**DO THIS**
Which lines below contain the word "integer", matching case exactly? Pull out each one and copy it in full.

**RECORD EXCERPTS**

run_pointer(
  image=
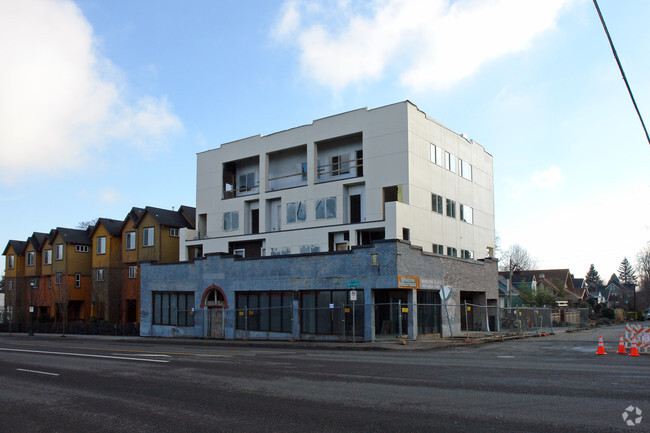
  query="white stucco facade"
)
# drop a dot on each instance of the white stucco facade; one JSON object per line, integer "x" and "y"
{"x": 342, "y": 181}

...

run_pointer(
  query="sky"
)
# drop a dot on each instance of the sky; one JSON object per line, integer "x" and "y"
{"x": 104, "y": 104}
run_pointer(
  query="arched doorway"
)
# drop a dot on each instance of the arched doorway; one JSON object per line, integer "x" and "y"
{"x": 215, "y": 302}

**RESPONSE FOR THIS EXERCISE**
# drop a dot on each instance of the white stucco facade; one JSON object per line, integer "x" and "y"
# drop a dot on each instance of the sky; one JSON object per line, integer "x" and "y"
# drop a dot on each instance of the arched doorway; one JSON object per line, integer "x" and "y"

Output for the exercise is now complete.